Instructions for the task:
Please transcribe the data below exactly. Leave the pictures out.
*** Opening Listed records ***
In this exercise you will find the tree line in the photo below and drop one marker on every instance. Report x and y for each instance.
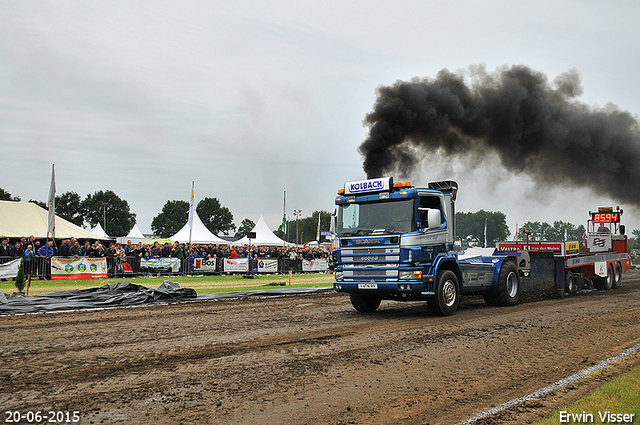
(470, 226)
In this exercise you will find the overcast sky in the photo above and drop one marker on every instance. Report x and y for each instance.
(252, 98)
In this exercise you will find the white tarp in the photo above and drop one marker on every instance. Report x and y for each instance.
(200, 234)
(264, 236)
(19, 219)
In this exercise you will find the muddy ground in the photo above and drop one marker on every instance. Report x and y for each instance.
(313, 359)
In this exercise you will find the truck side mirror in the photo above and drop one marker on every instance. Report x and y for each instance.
(434, 220)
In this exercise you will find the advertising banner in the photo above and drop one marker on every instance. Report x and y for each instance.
(163, 263)
(10, 270)
(204, 265)
(317, 265)
(267, 266)
(236, 265)
(63, 268)
(599, 242)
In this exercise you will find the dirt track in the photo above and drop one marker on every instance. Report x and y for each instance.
(313, 359)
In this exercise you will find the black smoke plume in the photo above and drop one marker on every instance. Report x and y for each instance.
(534, 126)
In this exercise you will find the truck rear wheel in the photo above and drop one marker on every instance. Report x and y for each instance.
(569, 285)
(606, 283)
(445, 301)
(507, 290)
(365, 303)
(617, 277)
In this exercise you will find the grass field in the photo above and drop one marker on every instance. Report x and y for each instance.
(619, 398)
(202, 284)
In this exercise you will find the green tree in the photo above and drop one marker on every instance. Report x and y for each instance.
(119, 218)
(68, 206)
(173, 217)
(470, 227)
(245, 227)
(39, 203)
(6, 196)
(215, 217)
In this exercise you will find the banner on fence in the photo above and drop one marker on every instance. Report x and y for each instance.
(78, 268)
(267, 266)
(317, 265)
(10, 270)
(163, 263)
(236, 264)
(204, 265)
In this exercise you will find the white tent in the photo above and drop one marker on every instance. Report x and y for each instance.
(25, 219)
(99, 232)
(200, 233)
(264, 236)
(135, 236)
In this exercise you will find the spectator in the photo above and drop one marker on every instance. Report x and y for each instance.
(17, 250)
(75, 250)
(156, 251)
(5, 248)
(63, 250)
(166, 250)
(28, 260)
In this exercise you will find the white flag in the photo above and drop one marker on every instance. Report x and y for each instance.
(51, 228)
(191, 206)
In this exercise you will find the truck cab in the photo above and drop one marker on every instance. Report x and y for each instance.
(395, 241)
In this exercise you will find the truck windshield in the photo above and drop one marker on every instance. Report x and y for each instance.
(383, 217)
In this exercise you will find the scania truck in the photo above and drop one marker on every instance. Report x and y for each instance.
(395, 241)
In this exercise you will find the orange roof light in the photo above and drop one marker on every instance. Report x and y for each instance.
(399, 185)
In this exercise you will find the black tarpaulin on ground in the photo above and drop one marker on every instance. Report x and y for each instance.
(266, 293)
(121, 294)
(124, 294)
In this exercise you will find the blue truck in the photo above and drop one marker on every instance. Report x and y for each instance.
(394, 241)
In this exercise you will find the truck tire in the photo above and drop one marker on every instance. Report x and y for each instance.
(447, 297)
(507, 290)
(606, 283)
(569, 284)
(617, 277)
(365, 303)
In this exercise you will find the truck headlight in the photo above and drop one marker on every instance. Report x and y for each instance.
(405, 275)
(410, 275)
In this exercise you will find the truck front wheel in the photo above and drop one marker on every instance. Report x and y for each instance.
(365, 303)
(447, 297)
(507, 290)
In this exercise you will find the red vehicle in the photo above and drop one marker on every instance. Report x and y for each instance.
(599, 263)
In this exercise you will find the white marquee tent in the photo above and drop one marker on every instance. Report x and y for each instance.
(99, 232)
(135, 236)
(19, 219)
(264, 236)
(200, 233)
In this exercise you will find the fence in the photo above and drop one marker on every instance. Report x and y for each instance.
(135, 266)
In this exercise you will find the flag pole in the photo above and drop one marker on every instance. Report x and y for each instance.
(191, 211)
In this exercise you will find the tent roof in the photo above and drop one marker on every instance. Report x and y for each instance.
(135, 233)
(19, 219)
(199, 234)
(264, 236)
(99, 231)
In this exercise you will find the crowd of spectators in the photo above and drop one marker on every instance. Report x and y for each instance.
(36, 252)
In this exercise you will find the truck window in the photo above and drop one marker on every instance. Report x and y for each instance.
(432, 202)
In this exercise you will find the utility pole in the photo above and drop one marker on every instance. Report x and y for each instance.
(297, 214)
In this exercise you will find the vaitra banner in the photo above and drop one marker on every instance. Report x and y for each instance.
(78, 268)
*** Closing Listed records ***
Task answer:
In this exercise you will find the tree line in the photo below and drop one marker on every instance. Report x and y for each instance.
(470, 226)
In this exercise you will find the overcast sky in the photo above and drop one marker on every instance. Report x and y for each instance.
(252, 98)
In this exercise you will find the white tarp in the photo above and drop one marker on every instance. Report x and y for each instance.
(200, 234)
(264, 236)
(19, 219)
In this exercise you will find the muddy ground in the photo above and drop one marker on every instance. Report x and y for each instance.
(313, 359)
In this exercise you will find the truck side mirror in the photo above and drop one marker on every instance. Report x and y for each instance.
(434, 220)
In this exercise you will find the advertising banner in the photo above and drop one marker on every instance. Report x and y for each instance.
(163, 263)
(10, 270)
(204, 265)
(317, 265)
(267, 266)
(236, 265)
(63, 268)
(599, 242)
In this exercise you will find the dirt track in the photo above and drop one marker on every instance. Report x and y for each instance.
(313, 359)
In this exercise you will find the black smoke plume in the photo above and drop one marker on every instance. Report x and y for each instance.
(534, 126)
In this exercise you will find the truck rear wheel in the photo above and drop one marker on every instance. Report x and y for each instance.
(569, 285)
(606, 283)
(445, 301)
(507, 290)
(365, 303)
(617, 277)
In this exercise you will find the grass field in the photo above and drop one marker on every instance. Report x and y for each instance.
(619, 398)
(202, 284)
In this exercise you will find the green tree in the photo above and drop one marker on every instance. Report x and y for each instance.
(119, 218)
(68, 206)
(173, 217)
(470, 227)
(245, 227)
(39, 203)
(6, 196)
(215, 217)
In this exercise you will find the banner on fence in the photo above and drop one marker on every instance. Report x and y for each instance.
(78, 268)
(267, 266)
(317, 265)
(10, 270)
(163, 263)
(236, 264)
(204, 265)
In this exercise you will find the white tent in the photo above and drop one marker on every instance. Report x and y for each instance.
(25, 219)
(99, 232)
(200, 233)
(264, 236)
(135, 236)
In this exercise you will find the spectator in the photo above and drop one marker on every instance. Report x and y for each instance.
(17, 250)
(75, 250)
(156, 251)
(5, 248)
(63, 250)
(166, 250)
(28, 260)
In this exercise you will find the white flag in the photo above and drop one marker on every instance. Report x and y for each instance.
(51, 228)
(191, 206)
In this exercise you will find the truck cab in the photo above and drop one marker on every instance. Report x and y for each instance.
(395, 241)
In this exercise you will find the truck windshield in the photo above and drop one marker on every instance. Report x and y for each instance.
(383, 217)
In this exercise you will find the scania truck in the photo above and drop one marker on every instance. Report x and y for each instance.
(395, 241)
In this exercise you will find the orange roof light in the photo above and drop one marker on every instance. Report x and y for each instance.
(399, 185)
In this exercise you will find the black tarpaulin on ground in the photo above and drop one marker on every instance. Report x and y for each instance.
(266, 293)
(121, 294)
(124, 294)
In this exercise you will find the blue truck in the photo above and drop one marker on every instance. Report x and y for each instance.
(394, 241)
In this exercise you will find the truck tire in the photo above and drop one marker on every instance. Report x and y for each instance.
(447, 297)
(507, 290)
(606, 283)
(569, 284)
(617, 277)
(365, 303)
In this exercise you will find the truck headlight in the photo above and drop one marker on every instance. Report x and y for each instance.
(405, 275)
(410, 275)
In this exercise you will find the truck front wheel in the photo above and drop one marker on every instance. Report x and y for each instance.
(365, 303)
(447, 297)
(507, 290)
In this exercise you will find the red vehicle in the photo above and drop one marker on every instance. Report x and y for each instance.
(599, 263)
In this exercise you will find the white marquee tent in the photo above and drop one marker on every instance. Report x and y for each instance.
(99, 232)
(135, 236)
(19, 219)
(264, 236)
(200, 233)
In this exercise you will find the fence in the photo above and drop one marker on every instance. Report x and y for each instance.
(135, 266)
In this exercise you will find the flag pole in the photo above and drop one marker on every instance. Report x and y for each instance.
(191, 211)
In this exercise you will find the tent roof in the photo above and drop one marker on every instance. Report x and y for each instance.
(135, 233)
(19, 219)
(199, 234)
(264, 236)
(99, 231)
In this exercise you will find the crowd of spectators in the photo above and drop one marker on every instance. Report x and y for each instance.
(36, 252)
In this exercise you will find the truck window in the photo above and drop one marker on every instance. Report x and y for each instance.
(432, 202)
In this exercise you will find the utility pole in the photo above and drop one marker on every instance. Report x and y for each instance.
(297, 214)
In this exercise you will find the vaitra banner in the photo above and drop one marker on every instance. Report x and y for each instance.
(78, 268)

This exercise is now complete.